[Data to use]

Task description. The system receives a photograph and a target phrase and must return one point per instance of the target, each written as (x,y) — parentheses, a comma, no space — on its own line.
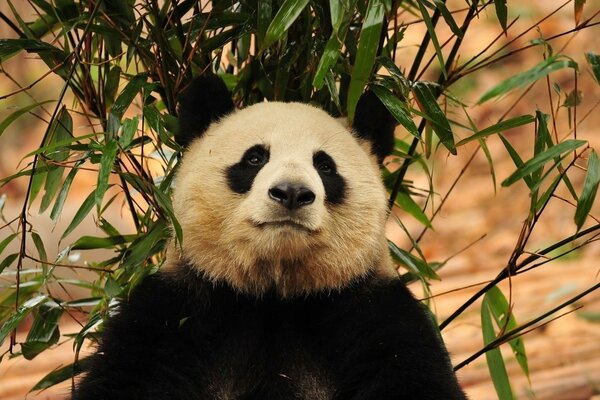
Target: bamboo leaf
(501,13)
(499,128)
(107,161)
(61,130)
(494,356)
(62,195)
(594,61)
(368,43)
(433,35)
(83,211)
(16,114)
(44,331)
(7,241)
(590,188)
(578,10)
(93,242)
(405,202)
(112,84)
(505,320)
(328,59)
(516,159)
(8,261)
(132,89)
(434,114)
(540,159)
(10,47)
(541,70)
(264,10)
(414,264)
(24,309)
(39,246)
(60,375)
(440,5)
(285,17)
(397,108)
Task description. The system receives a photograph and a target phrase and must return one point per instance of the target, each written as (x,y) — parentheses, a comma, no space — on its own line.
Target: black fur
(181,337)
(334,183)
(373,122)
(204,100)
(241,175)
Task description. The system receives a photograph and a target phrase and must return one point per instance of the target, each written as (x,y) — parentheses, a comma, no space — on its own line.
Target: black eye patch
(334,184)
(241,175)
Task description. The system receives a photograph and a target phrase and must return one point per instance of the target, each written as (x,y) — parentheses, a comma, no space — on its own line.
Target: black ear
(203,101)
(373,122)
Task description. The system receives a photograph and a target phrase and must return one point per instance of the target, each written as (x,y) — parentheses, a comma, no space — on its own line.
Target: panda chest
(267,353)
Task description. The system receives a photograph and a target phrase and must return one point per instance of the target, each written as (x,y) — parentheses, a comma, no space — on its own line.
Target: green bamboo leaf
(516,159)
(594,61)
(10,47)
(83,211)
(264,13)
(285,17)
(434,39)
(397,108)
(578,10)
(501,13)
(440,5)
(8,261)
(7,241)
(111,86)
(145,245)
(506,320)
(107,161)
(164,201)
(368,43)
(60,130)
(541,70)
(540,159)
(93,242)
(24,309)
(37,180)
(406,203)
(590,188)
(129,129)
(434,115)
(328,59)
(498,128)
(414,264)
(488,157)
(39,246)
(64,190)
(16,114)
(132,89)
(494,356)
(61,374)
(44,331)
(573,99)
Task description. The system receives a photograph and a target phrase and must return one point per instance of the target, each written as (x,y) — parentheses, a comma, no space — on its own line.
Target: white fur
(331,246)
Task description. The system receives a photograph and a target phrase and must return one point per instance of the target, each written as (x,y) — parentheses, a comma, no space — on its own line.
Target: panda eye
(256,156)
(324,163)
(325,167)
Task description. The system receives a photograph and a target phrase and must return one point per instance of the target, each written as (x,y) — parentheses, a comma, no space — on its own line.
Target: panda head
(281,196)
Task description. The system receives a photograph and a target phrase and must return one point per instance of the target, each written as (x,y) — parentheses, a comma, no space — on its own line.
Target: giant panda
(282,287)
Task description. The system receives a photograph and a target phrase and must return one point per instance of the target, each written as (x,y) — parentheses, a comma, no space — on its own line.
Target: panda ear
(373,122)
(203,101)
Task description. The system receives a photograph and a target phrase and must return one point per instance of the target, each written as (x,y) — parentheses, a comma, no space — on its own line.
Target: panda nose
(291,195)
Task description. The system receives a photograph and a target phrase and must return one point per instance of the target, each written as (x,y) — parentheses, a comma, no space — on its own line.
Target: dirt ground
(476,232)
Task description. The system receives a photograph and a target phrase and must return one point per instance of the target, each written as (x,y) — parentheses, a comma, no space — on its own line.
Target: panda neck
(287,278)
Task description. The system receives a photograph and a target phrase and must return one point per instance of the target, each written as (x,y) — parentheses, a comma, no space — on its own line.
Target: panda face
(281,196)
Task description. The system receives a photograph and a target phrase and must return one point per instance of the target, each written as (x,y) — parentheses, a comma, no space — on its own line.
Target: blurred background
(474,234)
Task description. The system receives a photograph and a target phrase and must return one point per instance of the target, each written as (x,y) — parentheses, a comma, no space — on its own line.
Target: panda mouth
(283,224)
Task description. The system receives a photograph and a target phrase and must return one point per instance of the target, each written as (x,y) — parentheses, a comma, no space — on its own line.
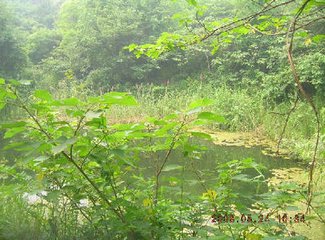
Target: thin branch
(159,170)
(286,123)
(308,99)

[/Data to use]

An exact retyping of each record, with no pictures, is the answer required.

**Output for this task**
Task description. The system receives a photograph and a target phrase and must return one point per instance of the target, each written as (x,y) — parentheses, a comma, no space — on its own line.
Target: bamboo leaf
(501,13)
(499,128)
(107,161)
(61,130)
(494,356)
(62,195)
(594,61)
(368,43)
(433,35)
(83,211)
(16,114)
(44,331)
(7,241)
(590,188)
(578,10)
(93,242)
(405,202)
(112,84)
(505,320)
(328,59)
(516,159)
(8,261)
(132,89)
(434,114)
(540,159)
(10,47)
(541,70)
(264,10)
(414,264)
(24,309)
(39,246)
(60,375)
(440,5)
(285,17)
(397,108)
Task description. The system receives a photograph and a target phrase and must return one point per instance of the target, each written as (x,y) — parentheses, a comma, no space — on its own line.
Target: black fur
(181,337)
(334,183)
(373,122)
(204,100)
(241,175)
Task description. The system receives a photograph and a target phrase and must return one point per instance of the target, each written as (x,y) — parentheses, a comma, no space — on its own line.
Target: black eye patch
(334,184)
(241,175)
Task description. The system receives a photograph and a target phrase and must return one point per instance of the target, each written as (x,y) — parentheses, a comma, no space — on its own line.
Target: black ear
(203,101)
(373,122)
Task description. The system receives a photograph and a target phrase and must return one point per instance of the target, each written as (x,y) — parentheses, a comma, no space — on its own line.
Target: panda chest
(267,353)
Task description. The system receives a photograph and a target phrase and must return one point per instance of the target, each written as (x,y) — parentheses, a comma, no space — on its own line.
Target: green bamboo leaf
(516,159)
(594,61)
(10,47)
(83,211)
(264,13)
(285,17)
(434,39)
(397,108)
(578,10)
(501,13)
(440,5)
(8,261)
(7,241)
(111,86)
(145,245)
(506,320)
(107,161)
(164,201)
(368,43)
(60,130)
(541,70)
(540,159)
(93,242)
(24,309)
(37,180)
(406,203)
(590,188)
(129,129)
(434,115)
(328,59)
(498,128)
(414,264)
(488,157)
(39,246)
(64,190)
(16,114)
(132,89)
(494,356)
(61,374)
(44,331)
(573,99)
Task description. The system receives a photograph and a target phrase and must return one point per instance of the target, each written as (x,y) — parentheses, a comma, no space — on its own line.
Target: white fur
(331,246)
Task description. The system receives a photograph and a target phrase and must return one point per instance of the target, each written as (x,y) — parentheses, a comma, no space — on its own line.
Target: panda eye
(256,156)
(324,163)
(325,167)
Task description. The system receives a photograph and a target phrase and must return one point per instance of the target, each written as (x,y) — parentheses, a comma, no space — on its own line.
Target: panda head
(281,196)
Task description. The system receives a photograph and a target phrase and must return one point per instance of the target, each written as (x,y) — parentheses, a comma, no space — on its own line.
Target: giant panda
(282,287)
Task description. The system receives a photograph and a target phrase and must return one point per instance of the target, each written as (x,y) — parentheses, a comma, no space — on its own line.
Target: panda ear
(373,122)
(203,101)
Task description. The system receives a photograph and a target phrase and must return one point per instance of the target, each written as (x,y) — parentheses, a comma, no space — on its own line.
Target: panda nose
(291,195)
Task description. The system receives a photograph and a target phrase and must return one point per instance of the target, each written as (x,y) — parentheses, a comma, no space — on its own line.
Target: dirt ground
(476,232)
Task description. The system receives a photograph and a target phrase and must return one point per instance of the target, each written as (x,y) — parentheses, a comma, no space — on its own line.
Target: panda neck
(287,278)
Task description. The system receives a photograph and a target phrase and must return one point per instance of the target, each written as (x,y) — parentheses, a comma, no space — on its own line.
Target: panda face
(281,196)
Task description. The system receives a photograph and a target phrase and must return one point per instance of the target, each written as (x,y) — parentheses, a comma, no space — on its own line.
Target: blurred background
(474,234)
Task description. The system receives a photograph and a target phrase and must return one point per instance of the target, each written as (x,y) — parentheses, a comma, no space — on its own line.
Target: panda mouth
(283,224)
Task description. The system receives a photograph and a target phrase and must return one point per instance of the target, each written as (x,y) — parentheses, a comma, no space — on its own line.
Target: thin branch
(159,170)
(286,123)
(308,99)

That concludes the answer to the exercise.